> _AVAILABLE RECORDS_:
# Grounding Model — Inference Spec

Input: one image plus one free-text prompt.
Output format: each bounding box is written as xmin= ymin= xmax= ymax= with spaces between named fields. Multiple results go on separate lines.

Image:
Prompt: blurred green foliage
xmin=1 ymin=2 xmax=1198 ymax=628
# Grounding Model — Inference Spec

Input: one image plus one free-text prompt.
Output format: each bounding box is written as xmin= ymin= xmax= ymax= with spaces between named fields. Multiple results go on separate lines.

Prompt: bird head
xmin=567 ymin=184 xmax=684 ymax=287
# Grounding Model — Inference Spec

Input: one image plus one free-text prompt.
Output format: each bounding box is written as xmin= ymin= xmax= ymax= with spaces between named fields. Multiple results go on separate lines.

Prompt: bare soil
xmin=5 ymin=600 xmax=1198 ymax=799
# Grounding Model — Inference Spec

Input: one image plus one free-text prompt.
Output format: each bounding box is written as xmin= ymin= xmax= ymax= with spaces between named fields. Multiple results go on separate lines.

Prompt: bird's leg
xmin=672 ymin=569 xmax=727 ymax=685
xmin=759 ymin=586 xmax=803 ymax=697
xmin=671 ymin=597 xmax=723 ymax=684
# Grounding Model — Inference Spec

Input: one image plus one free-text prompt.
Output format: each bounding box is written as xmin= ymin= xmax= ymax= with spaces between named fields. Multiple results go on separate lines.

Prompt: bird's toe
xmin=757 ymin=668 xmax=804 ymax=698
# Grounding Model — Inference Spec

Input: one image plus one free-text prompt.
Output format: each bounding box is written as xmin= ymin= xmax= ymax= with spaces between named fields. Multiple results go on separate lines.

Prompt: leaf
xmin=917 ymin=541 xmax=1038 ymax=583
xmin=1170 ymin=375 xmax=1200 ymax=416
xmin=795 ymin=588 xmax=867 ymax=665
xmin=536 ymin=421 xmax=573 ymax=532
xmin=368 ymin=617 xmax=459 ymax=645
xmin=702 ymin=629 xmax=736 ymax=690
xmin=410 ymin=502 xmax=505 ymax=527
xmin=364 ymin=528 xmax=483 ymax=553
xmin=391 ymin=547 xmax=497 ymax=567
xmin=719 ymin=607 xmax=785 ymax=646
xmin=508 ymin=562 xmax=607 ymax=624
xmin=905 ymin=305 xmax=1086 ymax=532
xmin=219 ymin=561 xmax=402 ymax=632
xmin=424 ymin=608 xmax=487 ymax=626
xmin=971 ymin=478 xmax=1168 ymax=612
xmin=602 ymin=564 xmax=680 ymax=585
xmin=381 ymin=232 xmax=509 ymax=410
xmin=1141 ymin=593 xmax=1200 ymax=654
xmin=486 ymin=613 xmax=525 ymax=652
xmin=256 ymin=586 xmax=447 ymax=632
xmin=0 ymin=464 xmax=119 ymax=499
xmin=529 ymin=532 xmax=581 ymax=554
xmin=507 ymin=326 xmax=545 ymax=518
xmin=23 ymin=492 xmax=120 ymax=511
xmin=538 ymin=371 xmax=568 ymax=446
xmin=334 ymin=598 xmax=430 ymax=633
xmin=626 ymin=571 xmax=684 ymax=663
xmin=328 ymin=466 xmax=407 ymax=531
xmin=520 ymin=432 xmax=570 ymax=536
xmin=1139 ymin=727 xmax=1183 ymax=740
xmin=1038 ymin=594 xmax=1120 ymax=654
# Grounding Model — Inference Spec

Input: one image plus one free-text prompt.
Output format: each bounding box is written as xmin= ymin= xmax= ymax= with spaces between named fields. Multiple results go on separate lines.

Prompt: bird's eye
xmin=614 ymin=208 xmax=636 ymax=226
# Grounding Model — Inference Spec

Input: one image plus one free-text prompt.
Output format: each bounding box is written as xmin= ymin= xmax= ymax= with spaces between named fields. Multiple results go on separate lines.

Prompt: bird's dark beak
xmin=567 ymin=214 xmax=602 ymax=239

> _WORK REQUEST_: In the records above, locate the line that contains "Prompt: bird's eye". Repeat it and every line after it, exactly, and nothing else.

> _RESPONSE BOX_:
Prompt: bird's eye
xmin=614 ymin=208 xmax=636 ymax=226
# Grounding Model — Inference Spec

Input: one image plus one free-text prompt.
Output format: each bounding box is written as xmin= ymin= xmax= ymax= with spaces between named fields. Multiple results go on separate lines.

Prompt: bird's dark beak
xmin=567 ymin=214 xmax=602 ymax=239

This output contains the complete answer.